### [SET PROBLEM]
Copy out the records word for word, starting at the beginning and ending with the line that contains "172 301 L 207", including that line. Leave the pictures out of your copy.
--- START OF SUPPLIED INFORMATION ---
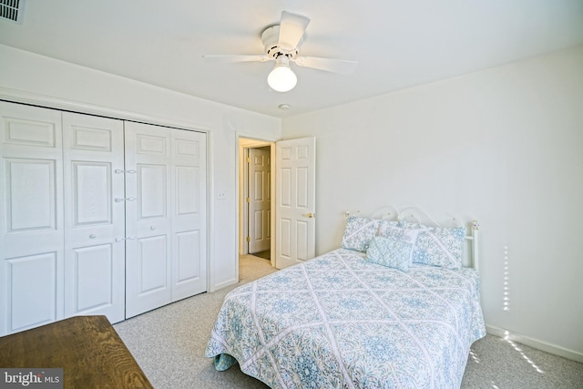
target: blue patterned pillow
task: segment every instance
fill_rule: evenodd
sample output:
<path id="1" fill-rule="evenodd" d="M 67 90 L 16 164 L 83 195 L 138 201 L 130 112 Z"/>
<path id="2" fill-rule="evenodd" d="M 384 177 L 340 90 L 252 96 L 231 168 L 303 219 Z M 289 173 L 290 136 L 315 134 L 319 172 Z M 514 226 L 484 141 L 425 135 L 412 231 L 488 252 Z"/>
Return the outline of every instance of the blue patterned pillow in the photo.
<path id="1" fill-rule="evenodd" d="M 366 251 L 366 261 L 407 271 L 412 251 L 413 243 L 393 237 L 375 236 Z"/>
<path id="2" fill-rule="evenodd" d="M 371 240 L 379 230 L 378 219 L 366 219 L 351 216 L 346 220 L 343 248 L 366 252 Z"/>
<path id="3" fill-rule="evenodd" d="M 462 267 L 462 250 L 465 239 L 464 227 L 427 227 L 416 223 L 401 222 L 403 228 L 419 230 L 413 250 L 413 261 L 446 269 Z"/>

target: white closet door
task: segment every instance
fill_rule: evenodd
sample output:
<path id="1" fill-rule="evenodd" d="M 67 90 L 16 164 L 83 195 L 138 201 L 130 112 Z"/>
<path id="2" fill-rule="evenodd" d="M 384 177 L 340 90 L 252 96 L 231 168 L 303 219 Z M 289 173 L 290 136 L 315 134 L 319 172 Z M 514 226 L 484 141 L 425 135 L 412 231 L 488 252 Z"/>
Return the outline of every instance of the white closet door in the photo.
<path id="1" fill-rule="evenodd" d="M 126 123 L 126 318 L 207 290 L 206 135 Z"/>
<path id="2" fill-rule="evenodd" d="M 0 102 L 0 335 L 63 318 L 61 113 Z"/>
<path id="3" fill-rule="evenodd" d="M 126 122 L 126 318 L 171 302 L 169 129 Z"/>
<path id="4" fill-rule="evenodd" d="M 65 315 L 125 317 L 124 128 L 63 113 Z"/>
<path id="5" fill-rule="evenodd" d="M 172 301 L 207 291 L 206 135 L 170 130 Z"/>

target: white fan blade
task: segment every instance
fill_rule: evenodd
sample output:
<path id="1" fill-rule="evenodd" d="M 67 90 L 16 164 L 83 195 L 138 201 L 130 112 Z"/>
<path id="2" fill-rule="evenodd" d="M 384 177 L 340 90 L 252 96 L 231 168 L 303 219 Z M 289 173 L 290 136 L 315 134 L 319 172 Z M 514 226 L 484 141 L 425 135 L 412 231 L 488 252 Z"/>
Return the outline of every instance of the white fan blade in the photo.
<path id="1" fill-rule="evenodd" d="M 312 67 L 341 75 L 351 75 L 358 67 L 358 62 L 345 59 L 320 58 L 317 56 L 298 56 L 295 63 L 300 67 Z"/>
<path id="2" fill-rule="evenodd" d="M 208 62 L 265 62 L 271 58 L 264 55 L 251 56 L 202 56 Z"/>
<path id="3" fill-rule="evenodd" d="M 305 16 L 282 11 L 280 24 L 280 47 L 285 50 L 296 48 L 309 23 L 310 19 Z"/>

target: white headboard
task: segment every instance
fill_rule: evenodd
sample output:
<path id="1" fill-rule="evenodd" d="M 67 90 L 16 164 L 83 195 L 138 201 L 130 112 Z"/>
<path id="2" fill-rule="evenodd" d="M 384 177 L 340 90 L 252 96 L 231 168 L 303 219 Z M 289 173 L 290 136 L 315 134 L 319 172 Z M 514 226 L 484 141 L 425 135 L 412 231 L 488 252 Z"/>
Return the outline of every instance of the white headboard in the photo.
<path id="1" fill-rule="evenodd" d="M 360 211 L 357 211 L 356 213 L 360 213 Z M 347 210 L 344 212 L 344 216 L 349 217 L 352 216 L 352 214 Z M 465 228 L 466 244 L 464 247 L 463 265 L 465 267 L 479 269 L 479 257 L 477 250 L 477 232 L 479 223 L 476 220 L 472 220 L 468 225 L 468 223 L 464 223 L 456 217 L 450 215 L 449 219 L 444 220 L 443 222 L 437 222 L 422 210 L 416 207 L 405 207 L 399 210 L 392 205 L 387 205 L 380 208 L 378 210 L 373 213 L 373 215 L 371 215 L 371 218 L 388 220 L 404 220 L 432 227 L 464 227 Z M 469 233 L 467 232 L 468 230 L 470 231 Z"/>

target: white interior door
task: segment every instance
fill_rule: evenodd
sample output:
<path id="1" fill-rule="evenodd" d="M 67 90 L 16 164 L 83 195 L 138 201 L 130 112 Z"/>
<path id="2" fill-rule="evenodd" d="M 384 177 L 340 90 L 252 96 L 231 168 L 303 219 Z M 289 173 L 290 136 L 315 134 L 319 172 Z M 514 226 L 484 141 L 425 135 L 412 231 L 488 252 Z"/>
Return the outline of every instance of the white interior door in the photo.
--- END OF SUPPLIED INFORMATION ---
### [OUTPUT]
target: blue patterned pillow
task: segment every instance
fill_rule: evenodd
sample output:
<path id="1" fill-rule="evenodd" d="M 67 90 L 16 164 L 83 195 L 138 201 L 130 112 Z"/>
<path id="2" fill-rule="evenodd" d="M 384 177 L 340 90 L 252 96 L 231 168 L 303 219 Z M 289 173 L 290 136 L 315 134 L 319 172 Z M 514 226 L 484 141 L 425 135 L 412 231 L 488 252 Z"/>
Return the outline of every instance of the blue patterned pillow in the photo.
<path id="1" fill-rule="evenodd" d="M 366 251 L 366 261 L 407 271 L 412 251 L 413 243 L 393 237 L 375 236 Z"/>
<path id="2" fill-rule="evenodd" d="M 371 240 L 379 230 L 378 219 L 366 219 L 351 216 L 346 220 L 343 248 L 366 252 Z"/>
<path id="3" fill-rule="evenodd" d="M 462 267 L 462 250 L 465 239 L 464 227 L 427 227 L 416 223 L 401 222 L 403 228 L 419 230 L 413 250 L 413 261 L 446 269 Z"/>

target: white closet door
task: segment every instance
fill_rule: evenodd
sample output:
<path id="1" fill-rule="evenodd" d="M 67 90 L 16 164 L 83 195 L 138 201 L 130 112 Z"/>
<path id="2" fill-rule="evenodd" d="M 384 177 L 340 90 L 252 96 L 231 168 L 303 219 Z M 289 173 L 290 136 L 315 134 L 319 172 Z M 514 226 L 484 141 L 425 135 L 412 231 L 488 252 Z"/>
Return the outline of every instance of the white closet door in the photo.
<path id="1" fill-rule="evenodd" d="M 126 123 L 126 318 L 207 290 L 206 135 Z"/>
<path id="2" fill-rule="evenodd" d="M 0 102 L 0 335 L 63 318 L 61 113 Z"/>
<path id="3" fill-rule="evenodd" d="M 126 122 L 126 318 L 171 302 L 169 129 Z"/>
<path id="4" fill-rule="evenodd" d="M 65 315 L 125 317 L 124 128 L 63 113 Z"/>
<path id="5" fill-rule="evenodd" d="M 172 301 L 207 291 L 206 135 L 170 130 Z"/>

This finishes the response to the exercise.